PROVIDED INFORMATION:
# # # # # # #

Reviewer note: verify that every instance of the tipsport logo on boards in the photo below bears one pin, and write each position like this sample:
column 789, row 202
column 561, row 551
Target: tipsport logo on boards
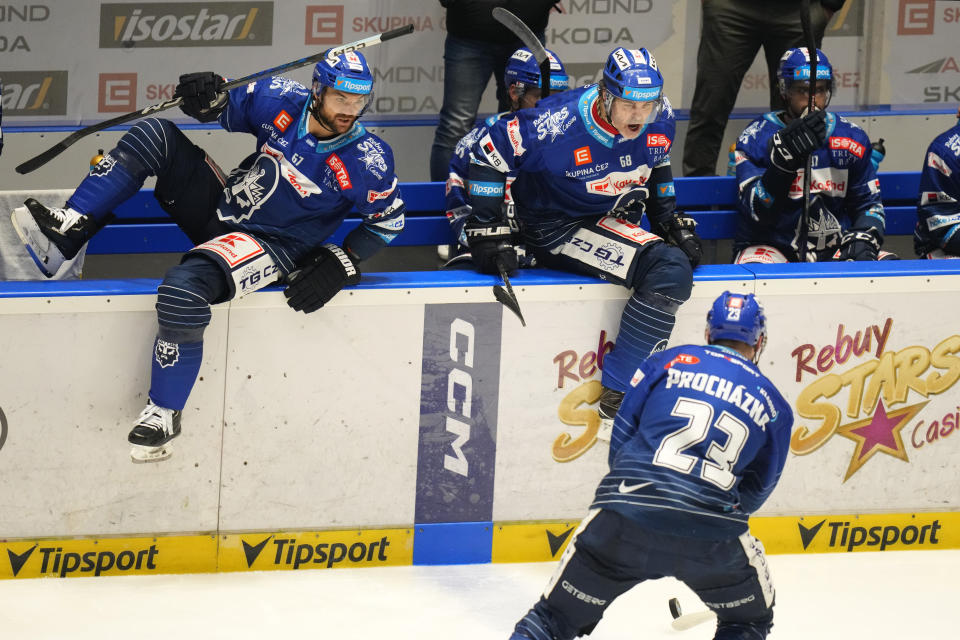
column 107, row 556
column 852, row 533
column 186, row 24
column 316, row 550
column 875, row 398
column 34, row 93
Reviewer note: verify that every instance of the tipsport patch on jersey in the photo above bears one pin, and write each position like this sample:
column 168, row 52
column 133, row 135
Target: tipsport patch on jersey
column 600, row 252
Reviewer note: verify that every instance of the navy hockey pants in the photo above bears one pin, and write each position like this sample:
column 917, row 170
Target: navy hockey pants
column 610, row 554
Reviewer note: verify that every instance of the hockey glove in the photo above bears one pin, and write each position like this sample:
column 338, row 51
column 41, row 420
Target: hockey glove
column 202, row 99
column 680, row 231
column 313, row 286
column 491, row 243
column 858, row 245
column 793, row 143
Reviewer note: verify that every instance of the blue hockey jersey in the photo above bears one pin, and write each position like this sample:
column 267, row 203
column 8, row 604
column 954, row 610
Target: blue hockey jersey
column 844, row 191
column 698, row 445
column 295, row 190
column 570, row 164
column 938, row 206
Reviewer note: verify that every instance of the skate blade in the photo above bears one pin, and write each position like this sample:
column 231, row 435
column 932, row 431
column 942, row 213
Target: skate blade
column 140, row 453
column 30, row 235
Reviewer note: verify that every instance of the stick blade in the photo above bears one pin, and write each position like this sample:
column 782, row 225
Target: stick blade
column 38, row 161
column 691, row 620
column 509, row 301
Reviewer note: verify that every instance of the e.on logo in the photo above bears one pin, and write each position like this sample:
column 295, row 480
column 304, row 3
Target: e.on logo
column 582, row 156
column 117, row 92
column 324, row 24
column 916, row 17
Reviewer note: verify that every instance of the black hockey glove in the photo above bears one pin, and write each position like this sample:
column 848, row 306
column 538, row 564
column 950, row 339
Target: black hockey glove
column 680, row 231
column 793, row 143
column 858, row 245
column 202, row 98
column 491, row 243
column 313, row 286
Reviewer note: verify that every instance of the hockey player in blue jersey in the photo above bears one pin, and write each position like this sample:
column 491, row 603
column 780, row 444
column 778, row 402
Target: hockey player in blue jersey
column 524, row 88
column 937, row 234
column 698, row 446
column 588, row 164
column 846, row 215
column 266, row 221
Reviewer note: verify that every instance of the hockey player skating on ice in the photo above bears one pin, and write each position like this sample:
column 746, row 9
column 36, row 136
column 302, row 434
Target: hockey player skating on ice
column 937, row 234
column 589, row 163
column 524, row 87
column 266, row 221
column 698, row 445
column 846, row 215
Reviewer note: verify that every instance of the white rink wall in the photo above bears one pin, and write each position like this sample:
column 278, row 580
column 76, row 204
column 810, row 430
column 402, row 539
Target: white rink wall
column 414, row 398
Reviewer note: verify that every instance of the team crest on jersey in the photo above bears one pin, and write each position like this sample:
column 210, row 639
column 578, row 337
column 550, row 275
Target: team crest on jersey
column 286, row 85
column 247, row 190
column 936, row 162
column 166, row 353
column 373, row 157
column 750, row 132
column 103, row 167
column 553, row 124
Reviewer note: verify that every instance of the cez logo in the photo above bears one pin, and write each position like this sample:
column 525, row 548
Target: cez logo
column 186, row 24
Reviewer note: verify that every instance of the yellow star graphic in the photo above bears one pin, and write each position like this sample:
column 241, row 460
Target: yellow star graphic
column 880, row 432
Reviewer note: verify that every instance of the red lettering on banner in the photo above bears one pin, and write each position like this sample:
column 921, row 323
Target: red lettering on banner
column 847, row 144
column 117, row 92
column 324, row 24
column 657, row 140
column 340, row 171
column 916, row 17
column 582, row 156
column 283, row 120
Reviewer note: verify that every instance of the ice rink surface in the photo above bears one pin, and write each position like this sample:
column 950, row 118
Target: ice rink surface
column 902, row 595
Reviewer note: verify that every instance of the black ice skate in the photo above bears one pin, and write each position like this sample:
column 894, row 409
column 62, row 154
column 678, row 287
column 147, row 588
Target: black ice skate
column 152, row 433
column 609, row 405
column 51, row 236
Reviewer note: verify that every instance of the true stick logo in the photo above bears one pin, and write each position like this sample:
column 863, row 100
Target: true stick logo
column 846, row 536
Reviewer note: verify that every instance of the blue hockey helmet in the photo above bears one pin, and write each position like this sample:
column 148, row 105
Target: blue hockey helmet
column 795, row 67
column 632, row 74
column 522, row 69
column 348, row 73
column 737, row 316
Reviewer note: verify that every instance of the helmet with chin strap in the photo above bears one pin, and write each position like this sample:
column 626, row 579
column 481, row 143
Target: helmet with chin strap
column 739, row 317
column 632, row 75
column 795, row 67
column 348, row 73
column 522, row 69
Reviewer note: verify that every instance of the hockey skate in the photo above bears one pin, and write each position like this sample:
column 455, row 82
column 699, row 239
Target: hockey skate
column 152, row 433
column 609, row 405
column 51, row 236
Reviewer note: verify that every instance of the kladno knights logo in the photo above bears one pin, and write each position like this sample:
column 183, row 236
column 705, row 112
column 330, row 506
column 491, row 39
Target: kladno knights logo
column 873, row 396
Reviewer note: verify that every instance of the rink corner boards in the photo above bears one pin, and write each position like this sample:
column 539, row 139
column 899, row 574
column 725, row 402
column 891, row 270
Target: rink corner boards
column 432, row 544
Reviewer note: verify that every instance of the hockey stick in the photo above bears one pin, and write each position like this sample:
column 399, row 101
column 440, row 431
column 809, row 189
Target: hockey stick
column 682, row 622
column 520, row 29
column 505, row 294
column 38, row 161
column 812, row 49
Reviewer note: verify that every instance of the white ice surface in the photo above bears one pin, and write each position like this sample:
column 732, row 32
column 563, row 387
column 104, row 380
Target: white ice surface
column 903, row 595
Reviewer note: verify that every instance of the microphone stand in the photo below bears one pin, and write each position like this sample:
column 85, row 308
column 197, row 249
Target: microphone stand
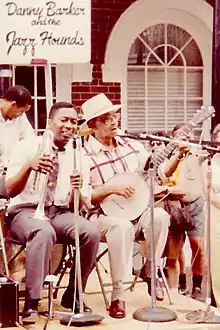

# # # # # # #

Each record above needs to be retyped exactly, without any pictures.

RESPONSE:
Reviewer note: verify that every instance of the tipsport logo on boards in the photo below bears one pin, and write each position like this sample:
column 789, row 202
column 561, row 551
Target: tipsport logo on boards
column 107, row 556
column 852, row 533
column 186, row 24
column 316, row 550
column 875, row 398
column 34, row 93
Reviewer note: verify that every instance of the tipsport patch on jersey in the photo above bears one pin, and write each position like this sample:
column 168, row 52
column 133, row 135
Target: tipsport patch on jersey
column 600, row 252
Reviewer note: verify that every instance of the navy hockey pants in the photo above bears one pin, and write each position like this sample:
column 917, row 170
Target: navy hockey pants
column 610, row 554
Reviewer note: verify that every instance of the hockey glove in the photo above bears one pin, and write each position like this sample:
column 338, row 51
column 41, row 420
Target: hockey glove
column 202, row 99
column 680, row 231
column 313, row 286
column 491, row 243
column 858, row 245
column 793, row 143
Reviewer note: verify that every instance of the blue hockey jersey in the photo above bears one pin, and write each position like this sample:
column 267, row 203
column 8, row 604
column 954, row 610
Target: blue hockey jersey
column 844, row 191
column 698, row 445
column 295, row 190
column 570, row 164
column 938, row 206
Reviewer note: verify that every instance of the skate blade in the photo above bears one pin, and write each position like this sample:
column 231, row 435
column 932, row 431
column 942, row 213
Target: skate blade
column 140, row 453
column 30, row 235
Reviewer note: verify that every instance of the stick blade in the photo above bears one pin, and write each position like this sample:
column 782, row 225
Target: stick blade
column 38, row 161
column 691, row 620
column 509, row 301
Reviewer note: verify that every instance of the e.on logo in the photo above bears one pin, and write each position like this sample:
column 295, row 480
column 304, row 3
Target: e.on logo
column 582, row 156
column 117, row 92
column 324, row 24
column 916, row 17
Reviewer note: verify that every instance of the black hockey glove in the photo above bears one pin, and write each position like this sample:
column 848, row 306
column 538, row 564
column 950, row 339
Target: black hockey glove
column 680, row 231
column 793, row 143
column 858, row 245
column 202, row 98
column 491, row 243
column 313, row 286
Reviewer note: verify that every instance of the hockey player in blue jersey in the photo above bears one pin, and write each position like this sample:
column 491, row 603
column 780, row 444
column 778, row 402
Target: hockey player in blue jersey
column 524, row 88
column 937, row 234
column 698, row 446
column 588, row 164
column 846, row 215
column 266, row 221
Reviewer note: verify that every instance of the hockey player skating on ice in the photo above bears one pin, and write each position like this sample:
column 746, row 9
column 36, row 136
column 302, row 434
Target: hockey player skating on ice
column 937, row 234
column 589, row 163
column 524, row 87
column 266, row 221
column 698, row 445
column 846, row 215
Reviewer note: verify that every instance of the white rink wall in the photo above bears one pin, and write each position like this sample:
column 278, row 580
column 76, row 204
column 810, row 430
column 402, row 539
Target: white rink wall
column 414, row 398
Reviewer note: verify that every instance of the team crest on jersey in the photo above bears one pin, and write each position like this sample:
column 210, row 639
column 578, row 337
column 550, row 275
Target: team crest on jersey
column 286, row 85
column 247, row 190
column 936, row 162
column 166, row 353
column 373, row 157
column 750, row 132
column 103, row 167
column 553, row 124
Reviewer note: verify that every instance of the cez logo in the photo above bears one pin, and write each position like this sample:
column 525, row 548
Target: cez logo
column 186, row 24
Reviewer note: verify that every instance of the yellow star graphic in the photo above bears one pin, and write each position like this sample:
column 241, row 460
Target: yellow star graphic
column 880, row 432
Reviewer note: verify that every instance of the red lettering on banner in the photo above bears one pin, and write each position like this sample:
column 921, row 323
Target: red lettering on banner
column 847, row 144
column 117, row 92
column 324, row 24
column 657, row 140
column 340, row 171
column 916, row 17
column 582, row 156
column 283, row 120
Reviewer note: verify that every instance of the ice rink surface in the photo above bears one pin, and write each position like this sample:
column 950, row 118
Target: ice rink surface
column 902, row 595
Reviewer note: verify that every instance of the black ice skate in the photo above bears one pin, and write each position like this sample:
column 894, row 409
column 62, row 154
column 678, row 287
column 147, row 588
Target: black ice skate
column 152, row 433
column 609, row 405
column 51, row 236
Reviewer note: verify that every instance of the true stick logo in the photo above bears one pin, and write each position like this sample:
column 863, row 100
Target: true stick logo
column 846, row 536
Reviewer note: verify that every instance of the blue hockey helmet in the photo above bears one pin, and write each position like this sample:
column 148, row 105
Target: blue hockey helmet
column 795, row 67
column 632, row 74
column 522, row 69
column 348, row 73
column 737, row 316
Reviewer note: verify that every instance of the helmet with chin strap in the photo above bears one pin, and write each position like this sample:
column 626, row 579
column 481, row 143
Target: helmet with chin strap
column 739, row 317
column 632, row 75
column 795, row 67
column 348, row 73
column 522, row 69
Reviewer note: verify that every instance of the hockey skate in the photo above bears one pin, and write each position like this sample:
column 455, row 82
column 699, row 239
Target: hockey skate
column 152, row 433
column 609, row 405
column 51, row 236
Reviewer note: verify that every instance of the kladno knights logo in the photo above bears one pin, and write each position like this sample:
column 183, row 236
column 705, row 112
column 330, row 506
column 491, row 39
Target: kladno knights logo
column 873, row 396
Reviewer note: verify that every instance of the rink corner boards in the photo above bears one pin, and write each position like this sample:
column 539, row 139
column 899, row 574
column 725, row 402
column 891, row 270
Target: rink corner boards
column 432, row 544
Reviewer note: verify that every instance of the hockey stick in the photo above bears one pin, and write each position like this sample:
column 399, row 101
column 440, row 431
column 809, row 189
Target: hockey stick
column 682, row 622
column 520, row 29
column 505, row 294
column 38, row 161
column 812, row 49
Reviewer note: verify that every instance of the white ice surface in the photo above bears one pin, and write each position like this sample:
column 732, row 32
column 563, row 387
column 104, row 380
Target: white ice surface
column 903, row 595
Reviewer note: verify that every instance of the microphone stand in the photo below bears one pin, and write each position like this sample:
column 85, row 308
column 197, row 249
Target: microphone stand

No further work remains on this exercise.